**Data extracted from a collection:**

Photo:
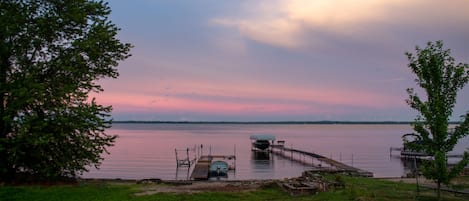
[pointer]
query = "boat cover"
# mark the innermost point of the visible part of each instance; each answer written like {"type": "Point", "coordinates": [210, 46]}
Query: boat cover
{"type": "Point", "coordinates": [262, 137]}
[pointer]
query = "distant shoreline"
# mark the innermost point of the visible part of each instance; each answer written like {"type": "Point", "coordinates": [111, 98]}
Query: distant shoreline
{"type": "Point", "coordinates": [271, 122]}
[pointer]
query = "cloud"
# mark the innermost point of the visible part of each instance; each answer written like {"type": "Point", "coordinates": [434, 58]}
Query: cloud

**WHAT TO DO:** Change every "innermost point" in the records above to "deepest interior point", leaving all other text as it is. Omit the pictures from your answer.

**THE COMPLETED TASK:**
Photo:
[pointer]
query = "boat cover"
# mark the deepest interior point of the visible part of each instance; each answer written like {"type": "Point", "coordinates": [210, 46]}
Query: boat cover
{"type": "Point", "coordinates": [262, 137]}
[pointer]
query = "distant shoreline"
# mark the deepest interior point of the visible part of each instance; each answer written like {"type": "Point", "coordinates": [111, 98]}
Query: distant shoreline
{"type": "Point", "coordinates": [271, 122]}
[pointer]
query = "cloud"
# mark the deepest interior point of the visible part of each instance; each answer written like {"type": "Point", "coordinates": [434, 58]}
Query: cloud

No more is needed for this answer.